:: GIVEN RECORDS

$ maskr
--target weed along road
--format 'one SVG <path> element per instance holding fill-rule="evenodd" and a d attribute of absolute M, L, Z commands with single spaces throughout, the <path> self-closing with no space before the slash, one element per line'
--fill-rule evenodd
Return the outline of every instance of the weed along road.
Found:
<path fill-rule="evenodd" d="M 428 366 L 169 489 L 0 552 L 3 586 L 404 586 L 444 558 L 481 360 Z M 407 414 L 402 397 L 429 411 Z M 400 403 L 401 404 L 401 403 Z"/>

::::

### WRITTEN REQUEST:
Write out all of the rows above line for line, changing nothing.

### RESULT:
$ maskr
--target weed along road
--format 'one SVG <path> element per instance holding fill-rule="evenodd" and a d attribute of absolute M, L, Z commands with single spaces throughout, the <path> self-closing with no space before the slash, one element per line'
--fill-rule evenodd
Return the outline of every instance of the weed along road.
Found:
<path fill-rule="evenodd" d="M 428 366 L 169 489 L 0 552 L 3 586 L 404 586 L 444 558 L 481 360 Z M 407 414 L 402 397 L 429 411 Z M 400 403 L 401 404 L 401 403 Z"/>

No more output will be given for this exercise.